(Items listed in a dataset)
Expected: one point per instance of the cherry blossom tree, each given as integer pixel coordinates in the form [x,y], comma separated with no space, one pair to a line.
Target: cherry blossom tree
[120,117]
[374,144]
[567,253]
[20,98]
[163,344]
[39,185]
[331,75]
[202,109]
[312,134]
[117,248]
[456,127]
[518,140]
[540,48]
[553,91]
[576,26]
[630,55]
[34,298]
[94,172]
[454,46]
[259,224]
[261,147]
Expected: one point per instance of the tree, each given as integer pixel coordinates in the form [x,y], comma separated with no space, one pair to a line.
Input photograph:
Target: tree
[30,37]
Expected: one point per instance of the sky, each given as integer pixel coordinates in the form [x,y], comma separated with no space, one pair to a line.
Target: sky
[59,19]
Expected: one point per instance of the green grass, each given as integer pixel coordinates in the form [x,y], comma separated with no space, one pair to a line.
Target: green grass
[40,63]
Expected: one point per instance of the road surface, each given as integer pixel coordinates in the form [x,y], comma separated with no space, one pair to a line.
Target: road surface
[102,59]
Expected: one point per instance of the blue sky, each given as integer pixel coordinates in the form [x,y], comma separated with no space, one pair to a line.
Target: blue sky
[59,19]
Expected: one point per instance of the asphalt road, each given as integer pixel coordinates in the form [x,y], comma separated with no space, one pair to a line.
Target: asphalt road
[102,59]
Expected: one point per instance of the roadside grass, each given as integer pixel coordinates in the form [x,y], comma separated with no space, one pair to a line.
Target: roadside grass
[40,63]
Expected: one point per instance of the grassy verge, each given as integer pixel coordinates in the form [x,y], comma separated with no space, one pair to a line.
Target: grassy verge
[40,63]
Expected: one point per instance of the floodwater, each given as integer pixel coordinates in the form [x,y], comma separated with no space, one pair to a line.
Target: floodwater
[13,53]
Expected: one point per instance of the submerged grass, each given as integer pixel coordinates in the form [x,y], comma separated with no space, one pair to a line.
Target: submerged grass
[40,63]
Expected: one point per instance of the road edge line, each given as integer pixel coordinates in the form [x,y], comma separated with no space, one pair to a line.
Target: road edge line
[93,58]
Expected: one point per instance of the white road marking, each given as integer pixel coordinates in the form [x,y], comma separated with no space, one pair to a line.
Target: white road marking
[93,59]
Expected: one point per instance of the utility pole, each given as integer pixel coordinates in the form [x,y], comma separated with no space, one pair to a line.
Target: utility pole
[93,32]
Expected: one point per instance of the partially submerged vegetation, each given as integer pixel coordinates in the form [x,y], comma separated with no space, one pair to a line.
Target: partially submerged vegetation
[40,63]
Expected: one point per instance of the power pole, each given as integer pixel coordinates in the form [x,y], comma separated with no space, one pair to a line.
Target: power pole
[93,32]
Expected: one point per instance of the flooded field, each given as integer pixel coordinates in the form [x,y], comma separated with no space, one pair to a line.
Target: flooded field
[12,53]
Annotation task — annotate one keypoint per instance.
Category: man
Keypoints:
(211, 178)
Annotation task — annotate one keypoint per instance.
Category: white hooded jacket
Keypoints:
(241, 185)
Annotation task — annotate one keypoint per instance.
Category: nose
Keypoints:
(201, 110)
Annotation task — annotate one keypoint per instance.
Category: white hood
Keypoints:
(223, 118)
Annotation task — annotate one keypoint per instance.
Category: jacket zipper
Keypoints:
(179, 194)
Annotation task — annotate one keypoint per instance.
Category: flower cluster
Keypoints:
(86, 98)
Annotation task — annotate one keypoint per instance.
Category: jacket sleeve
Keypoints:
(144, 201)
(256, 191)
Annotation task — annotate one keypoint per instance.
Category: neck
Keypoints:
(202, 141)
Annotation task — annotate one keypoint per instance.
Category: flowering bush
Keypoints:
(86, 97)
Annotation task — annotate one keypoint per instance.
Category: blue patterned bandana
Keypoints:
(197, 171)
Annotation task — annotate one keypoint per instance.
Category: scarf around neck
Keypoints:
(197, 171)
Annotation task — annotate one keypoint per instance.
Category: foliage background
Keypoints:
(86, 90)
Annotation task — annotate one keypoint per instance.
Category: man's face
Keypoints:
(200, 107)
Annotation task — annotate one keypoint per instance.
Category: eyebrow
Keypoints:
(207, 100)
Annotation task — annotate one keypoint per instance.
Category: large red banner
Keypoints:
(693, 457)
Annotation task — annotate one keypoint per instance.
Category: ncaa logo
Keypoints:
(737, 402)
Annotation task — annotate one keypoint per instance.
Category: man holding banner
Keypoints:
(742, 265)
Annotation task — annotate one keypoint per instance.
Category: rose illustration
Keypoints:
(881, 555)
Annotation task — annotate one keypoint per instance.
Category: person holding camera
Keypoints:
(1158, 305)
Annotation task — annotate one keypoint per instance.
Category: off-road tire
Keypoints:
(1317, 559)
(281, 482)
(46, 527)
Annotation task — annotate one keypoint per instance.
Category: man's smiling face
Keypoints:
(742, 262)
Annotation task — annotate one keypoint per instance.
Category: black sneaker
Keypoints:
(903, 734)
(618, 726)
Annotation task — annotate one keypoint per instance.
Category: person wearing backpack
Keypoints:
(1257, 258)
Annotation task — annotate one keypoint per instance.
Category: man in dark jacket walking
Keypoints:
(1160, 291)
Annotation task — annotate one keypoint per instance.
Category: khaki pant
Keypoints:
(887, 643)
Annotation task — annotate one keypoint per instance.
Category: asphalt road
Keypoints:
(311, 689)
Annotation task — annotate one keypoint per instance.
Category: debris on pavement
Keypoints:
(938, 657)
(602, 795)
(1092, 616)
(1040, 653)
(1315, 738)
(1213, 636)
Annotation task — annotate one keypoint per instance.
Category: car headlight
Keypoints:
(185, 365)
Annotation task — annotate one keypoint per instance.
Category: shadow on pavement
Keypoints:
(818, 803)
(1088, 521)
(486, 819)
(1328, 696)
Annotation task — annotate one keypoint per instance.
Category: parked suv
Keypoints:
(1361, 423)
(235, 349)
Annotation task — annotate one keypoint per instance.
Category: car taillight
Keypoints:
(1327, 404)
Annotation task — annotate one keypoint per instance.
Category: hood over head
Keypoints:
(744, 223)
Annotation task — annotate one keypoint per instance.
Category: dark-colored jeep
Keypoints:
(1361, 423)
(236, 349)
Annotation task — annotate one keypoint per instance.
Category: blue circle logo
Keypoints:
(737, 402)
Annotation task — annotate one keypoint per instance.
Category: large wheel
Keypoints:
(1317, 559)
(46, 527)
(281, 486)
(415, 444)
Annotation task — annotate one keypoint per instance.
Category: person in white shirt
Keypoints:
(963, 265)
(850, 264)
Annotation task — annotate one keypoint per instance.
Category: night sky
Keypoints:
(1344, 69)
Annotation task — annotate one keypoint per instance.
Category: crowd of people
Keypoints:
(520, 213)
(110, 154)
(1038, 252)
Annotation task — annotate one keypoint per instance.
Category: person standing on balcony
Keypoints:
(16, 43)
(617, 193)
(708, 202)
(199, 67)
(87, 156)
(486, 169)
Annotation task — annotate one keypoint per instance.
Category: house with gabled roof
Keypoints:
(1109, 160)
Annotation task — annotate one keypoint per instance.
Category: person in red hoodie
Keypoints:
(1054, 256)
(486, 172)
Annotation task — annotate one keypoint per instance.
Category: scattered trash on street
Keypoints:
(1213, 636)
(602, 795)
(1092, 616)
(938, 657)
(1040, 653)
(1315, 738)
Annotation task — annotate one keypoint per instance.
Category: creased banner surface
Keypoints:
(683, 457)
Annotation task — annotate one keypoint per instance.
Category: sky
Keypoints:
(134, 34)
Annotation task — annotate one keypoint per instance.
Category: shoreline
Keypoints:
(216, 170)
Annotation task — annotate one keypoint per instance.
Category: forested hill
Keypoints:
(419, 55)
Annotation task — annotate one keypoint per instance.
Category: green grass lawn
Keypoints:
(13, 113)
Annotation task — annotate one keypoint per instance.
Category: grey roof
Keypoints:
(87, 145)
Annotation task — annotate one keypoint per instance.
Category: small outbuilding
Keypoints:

- How to complete this task
Up to and including the line with "Expected: one point per instance of the tree, each", output each line of the entries above exactly, starting from the first.

- Completed exercise
Expected: one point per instance of the cherry blossom tree, each given as integer pixel coordinates in the form [x,y], comma separated with no space, one pair to a line.
Target: cherry blossom tree
[120,117]
[374,144]
[567,253]
[20,98]
[163,344]
[39,185]
[331,75]
[202,109]
[312,134]
[117,248]
[456,127]
[518,140]
[540,48]
[553,91]
[576,26]
[630,55]
[34,298]
[94,172]
[454,46]
[259,224]
[261,147]
Expected: one point per instance of the tree, each given as integer pixel coordinates in the form [x,y], comma separated with no space, one pair to a line.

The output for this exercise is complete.